## SOURCE TEXT
++++

Dikoloti was responding to a question from Member of Parliament for Jwaneng-Mabutsane, Mephato Reatile who had asked the Minister when government would sign the Malabo Declaration.

The Declaration is a set of concrete agriculture goals to be attained by 2025 that was adopted at the African Union (AU) Summit in Malabo, Equatorial Guinea in June 2014 by Heads of State and Government.

It recognises the importance of multi-sectoral engagement and co-ownership of this agricultural transformation agenda.

Equally, it involves the public sector, including infrastructure, energy, trade, industry, health, science and technology, education, and the importance of putting in place a coherent inter-sectoral coordination of efforts in initiatives for optimising resource use, synergy and maximising outcome and impact.

++++

## YOUR OBJECTIVE
Continue the passage on the Malabo Declaration from the point where it stops. The entries that come next are taken from a separate source.

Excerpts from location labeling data
++++

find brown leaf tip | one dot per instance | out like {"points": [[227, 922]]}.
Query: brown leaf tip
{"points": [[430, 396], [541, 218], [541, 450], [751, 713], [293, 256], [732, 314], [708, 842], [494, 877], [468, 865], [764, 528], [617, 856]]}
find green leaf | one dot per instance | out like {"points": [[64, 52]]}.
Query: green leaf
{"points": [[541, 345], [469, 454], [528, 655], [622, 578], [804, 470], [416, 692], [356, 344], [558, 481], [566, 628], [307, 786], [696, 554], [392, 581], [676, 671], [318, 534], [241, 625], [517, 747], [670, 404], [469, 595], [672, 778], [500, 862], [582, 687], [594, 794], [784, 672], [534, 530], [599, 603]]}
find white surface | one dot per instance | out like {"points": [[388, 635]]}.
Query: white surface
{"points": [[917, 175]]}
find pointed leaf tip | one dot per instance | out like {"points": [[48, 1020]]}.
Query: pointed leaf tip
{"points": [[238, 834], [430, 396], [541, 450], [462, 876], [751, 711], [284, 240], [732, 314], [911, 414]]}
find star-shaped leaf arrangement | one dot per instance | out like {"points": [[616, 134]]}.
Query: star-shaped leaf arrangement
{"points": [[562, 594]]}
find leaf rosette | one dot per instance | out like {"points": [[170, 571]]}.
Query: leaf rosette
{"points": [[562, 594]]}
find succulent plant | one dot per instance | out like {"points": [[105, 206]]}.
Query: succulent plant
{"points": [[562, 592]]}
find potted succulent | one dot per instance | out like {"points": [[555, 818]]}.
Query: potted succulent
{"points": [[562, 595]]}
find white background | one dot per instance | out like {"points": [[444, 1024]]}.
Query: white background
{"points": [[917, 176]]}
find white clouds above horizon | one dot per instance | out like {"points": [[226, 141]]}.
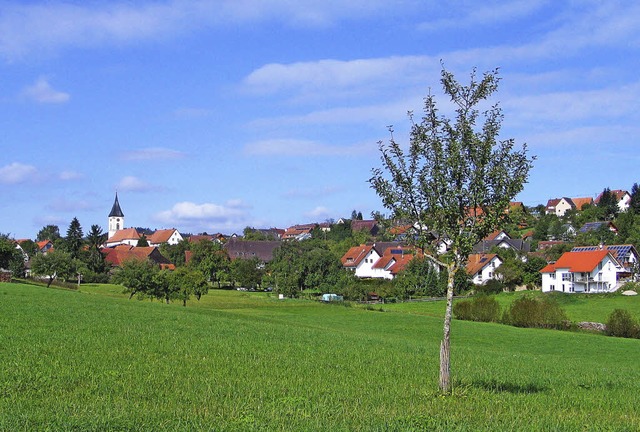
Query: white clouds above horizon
{"points": [[319, 214], [205, 216], [152, 153], [295, 147], [16, 173], [134, 184], [42, 92], [56, 25]]}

++++

## OUTPUT
“Botswana as a member of the AU is already party to the Malabo Declaration. As you may recall that while the Maputo-CAADP era was still about setting up the architecture of the process and its milestones (compact, NAIP, business meeting), the Malabo-CAADP era now builds on that foundation and ensures that it delivers against Malabo targets as well as against the other national development targets,” Dikoloti said in response. The Minister added Botswana was part of the June 2014 Summit in Equatorial Guinea where the AU adopted this milestone.

By their nature, he said declarations are not signed, as they are not agreements but political statements of intent.

Dikoloti said to ensure that the emphasis on delivery does not remain an empty promise, Heads of State have agreed to a Biennial Review, at which progress of each individual country is measured in alternating years and against all that the Malabo Declaration is committed to achieve.

Dikoloti added his Ministry as a host of this process has held multi-sectoral workshops for both the first and second Biennial Reviews.

It was one of the 47 of the 55 AU member states that had provided information on their status for the first report.

The Minister said a total of 43 indicators from different sectors that have an impact on agriculture development for example health, water, rural development, trade, poverty eradication, meteorology, energy, education to mention amongst others were tracked along the seven thematic areas of the Malabo Declaration.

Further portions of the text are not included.